* begin Records supplied *

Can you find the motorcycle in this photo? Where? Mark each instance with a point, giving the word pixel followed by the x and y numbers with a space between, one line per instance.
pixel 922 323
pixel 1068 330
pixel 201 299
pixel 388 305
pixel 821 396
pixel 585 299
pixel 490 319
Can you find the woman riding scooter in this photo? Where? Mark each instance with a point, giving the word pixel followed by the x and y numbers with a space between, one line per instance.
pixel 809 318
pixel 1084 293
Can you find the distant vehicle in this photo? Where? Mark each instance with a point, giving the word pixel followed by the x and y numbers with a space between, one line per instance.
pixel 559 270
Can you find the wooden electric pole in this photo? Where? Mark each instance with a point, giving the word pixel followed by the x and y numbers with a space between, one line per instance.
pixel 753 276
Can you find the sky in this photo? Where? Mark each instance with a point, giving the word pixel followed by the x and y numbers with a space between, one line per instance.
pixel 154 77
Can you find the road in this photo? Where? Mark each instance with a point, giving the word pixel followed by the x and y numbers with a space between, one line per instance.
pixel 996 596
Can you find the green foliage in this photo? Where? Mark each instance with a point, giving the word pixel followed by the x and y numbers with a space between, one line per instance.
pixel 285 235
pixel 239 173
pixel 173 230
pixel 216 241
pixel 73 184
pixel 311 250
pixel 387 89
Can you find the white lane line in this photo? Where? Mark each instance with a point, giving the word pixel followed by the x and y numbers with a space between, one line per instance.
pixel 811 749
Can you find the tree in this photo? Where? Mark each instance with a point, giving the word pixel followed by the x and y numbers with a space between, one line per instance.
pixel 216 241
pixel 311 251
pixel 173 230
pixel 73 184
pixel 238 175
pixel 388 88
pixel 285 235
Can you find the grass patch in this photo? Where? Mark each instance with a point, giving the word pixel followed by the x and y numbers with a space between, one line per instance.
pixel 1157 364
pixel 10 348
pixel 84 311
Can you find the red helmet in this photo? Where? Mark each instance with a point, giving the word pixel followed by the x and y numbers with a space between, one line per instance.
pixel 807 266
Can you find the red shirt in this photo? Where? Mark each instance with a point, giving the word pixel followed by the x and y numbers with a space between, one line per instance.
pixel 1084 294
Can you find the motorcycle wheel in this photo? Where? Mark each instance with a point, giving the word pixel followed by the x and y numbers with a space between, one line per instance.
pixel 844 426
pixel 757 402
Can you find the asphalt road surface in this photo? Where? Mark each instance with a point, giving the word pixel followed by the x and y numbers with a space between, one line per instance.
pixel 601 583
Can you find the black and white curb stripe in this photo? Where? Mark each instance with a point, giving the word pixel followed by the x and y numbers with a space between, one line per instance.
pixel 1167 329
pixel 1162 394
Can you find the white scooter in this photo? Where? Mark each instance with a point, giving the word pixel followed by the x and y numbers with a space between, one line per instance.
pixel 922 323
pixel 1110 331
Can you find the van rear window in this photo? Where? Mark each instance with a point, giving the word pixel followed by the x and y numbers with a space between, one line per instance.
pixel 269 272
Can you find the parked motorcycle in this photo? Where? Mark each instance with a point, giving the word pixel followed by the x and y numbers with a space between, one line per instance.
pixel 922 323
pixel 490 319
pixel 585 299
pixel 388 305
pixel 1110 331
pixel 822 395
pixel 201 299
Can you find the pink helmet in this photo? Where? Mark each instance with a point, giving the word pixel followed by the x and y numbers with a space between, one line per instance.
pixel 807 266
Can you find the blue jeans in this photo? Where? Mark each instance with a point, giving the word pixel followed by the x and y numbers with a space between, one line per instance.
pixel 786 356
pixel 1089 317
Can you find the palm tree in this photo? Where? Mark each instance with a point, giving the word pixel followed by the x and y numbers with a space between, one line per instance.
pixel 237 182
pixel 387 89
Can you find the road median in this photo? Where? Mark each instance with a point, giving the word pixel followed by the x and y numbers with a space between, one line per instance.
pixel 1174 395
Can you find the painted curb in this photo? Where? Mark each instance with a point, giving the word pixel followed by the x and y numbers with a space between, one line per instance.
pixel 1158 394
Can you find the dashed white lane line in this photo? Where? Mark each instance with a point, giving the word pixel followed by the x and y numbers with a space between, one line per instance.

* end Records supplied *

*Work to do:*
Copy out all the entries shown above, character for character.

*Task output:*
Can you find the motorcycle in this photo? Where? Mark each instance with a point, giving the word pixel followed by the x and y numbers with a space between, one line per instance.
pixel 922 323
pixel 1068 330
pixel 201 299
pixel 388 305
pixel 821 396
pixel 585 299
pixel 490 319
Can you find the woman riding scooter in this photo? Where? Mark each instance with a point, giving the word pixel followed by the x and y numbers with a space between, one line per instance.
pixel 809 318
pixel 1084 293
Can you find the distant vehicle in this photo? Where? Mark each instance with a point, giving the word pixel followed by the x and y numbers with a space between, one line per instance.
pixel 559 270
Can you find the wooden electric pole in this photo? Where? Mark each instance with a point, giving the word pixel followed by the x and y numbers with a space between, one line per instance.
pixel 753 276
Can you find the sky in this photo? Where? Mark each instance with a point, giving the word pixel followed by the x and y numbers with a space between, one line per instance.
pixel 154 77
Can you find the road in this photo? Where? Mark each instance with a point, giving the word pixel followed by the x and y numbers with a space between, one line per instance.
pixel 996 596
Can you find the green foliage in this photo? Where? Mark each instance with a point, giving the word pixel followed by the x and y numbers with a space between, one line per instance.
pixel 285 235
pixel 239 173
pixel 173 230
pixel 216 241
pixel 73 184
pixel 311 250
pixel 387 89
Can you find the white lane line in this photo? Where? Mark each instance with a point, giving the word pixel followed by the x and y numbers with a space between, one line per instance.
pixel 811 749
Can you find the tree in this photo? Where? Mark each instance with a point, giving the word pixel followed by the x and y numbers with a space between, one line per instance.
pixel 216 241
pixel 311 251
pixel 173 230
pixel 73 184
pixel 238 175
pixel 388 88
pixel 285 235
Can you find the grass patch in this photo? Where? Mark each instance with a point, giving the word pixel followed by the x and y numbers with a space between, one line per instance.
pixel 1157 364
pixel 10 348
pixel 84 311
Can you find the red helmet in this photo? Where? Mark each instance with a point, giving the word pixel followed by the x and y numbers with a space between, one line per instance.
pixel 807 266
Can you find the red shirt in this photo? Where? Mark each instance with a point, giving the word pixel followed by the x and y numbers with a space between, one line per instance.
pixel 1084 294
Can you find the motorcycle wheel in this photo? Where? Mark each instance with a point, giving the word pixel followed by the x and y numbers with a space between, one line per instance.
pixel 844 426
pixel 757 402
Can you find the asphalt road surface in this photo? Where? Mark each instance with a point, giving the word pixel followed by the x and y numbers with a space between, one line per instance.
pixel 601 583
Can you find the black and white curb stripe in this photo? Where? Mark each instance with a point, giving the word pixel followed by the x and y numbers with a space between, one line per instance.
pixel 1167 329
pixel 1162 394
Can you find the white scooter in this photo? Where? Mark each instance with a point, giving the word pixel followed by the x and y numbers with a space between, one line per instance.
pixel 922 323
pixel 1110 331
Can you find the van rear window in this photo? Where? Mark each instance with a point, giving the word pixel followed by the x and y numbers with a space between, one line per instance.
pixel 269 272
Can you find the parked motorcycle in this photo? Where? Mark each instance with a point, giving the word pixel followed by the x and y numbers with a space between, one line per instance.
pixel 922 323
pixel 490 319
pixel 585 299
pixel 388 305
pixel 1110 331
pixel 822 395
pixel 201 299
Can you find the pink helmet in this photo? Where? Mark each instance with a point, giving the word pixel followed by the x and y numbers with a space between, one line per instance.
pixel 807 266
Can you find the blue jeans in this photo? Where? Mark each instance with a point, giving the word pixel followed by the x and y numbers with a space between, one line per instance.
pixel 786 356
pixel 1089 317
Can you find the palm tree in this photo? Where? Mark each instance with a point, giving the word pixel followed by the x and y numbers with a space between, one line per instance.
pixel 237 182
pixel 387 89
Can you find the road median in this photo? Where? Mark each instance with a point, giving the word pixel followed by the x and y numbers with a space between, one line per instance.
pixel 1174 395
Can you find the painted curb in this photo? Where? Mark each instance with a point, giving the word pixel followed by the x and y numbers with a space between, one line per instance.
pixel 1158 394
Can you find the dashed white lane line in this photo? Where? Mark each instance with a point, giving the word pixel followed by the x and y numbers with a space between, one line per instance.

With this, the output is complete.